------ RECORDS ------

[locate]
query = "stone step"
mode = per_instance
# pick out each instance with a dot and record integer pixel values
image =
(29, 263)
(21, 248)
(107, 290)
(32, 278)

------
------ RECORDS ------

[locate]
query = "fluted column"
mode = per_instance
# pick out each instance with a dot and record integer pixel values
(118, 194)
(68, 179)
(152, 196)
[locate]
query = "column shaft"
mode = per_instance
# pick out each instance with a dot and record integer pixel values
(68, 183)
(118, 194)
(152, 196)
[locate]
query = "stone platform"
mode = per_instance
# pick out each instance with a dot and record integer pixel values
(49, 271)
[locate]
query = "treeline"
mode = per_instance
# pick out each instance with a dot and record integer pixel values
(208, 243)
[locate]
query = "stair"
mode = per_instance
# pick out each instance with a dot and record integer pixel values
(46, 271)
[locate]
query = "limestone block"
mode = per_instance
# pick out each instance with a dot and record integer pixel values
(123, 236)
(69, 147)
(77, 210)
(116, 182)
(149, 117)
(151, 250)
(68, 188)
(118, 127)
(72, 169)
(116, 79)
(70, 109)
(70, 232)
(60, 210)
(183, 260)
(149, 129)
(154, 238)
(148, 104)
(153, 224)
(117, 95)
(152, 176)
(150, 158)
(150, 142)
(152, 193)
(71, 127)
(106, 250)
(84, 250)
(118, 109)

------
------ RECORDS ------

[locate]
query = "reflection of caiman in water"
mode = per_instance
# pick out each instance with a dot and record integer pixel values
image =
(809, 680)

------

→ WORK INSTRUCTIONS:
Which lines of the material contain the string "column"? List every one of them.

→ RESULT:
query = "fluted column"
query = "column shaft"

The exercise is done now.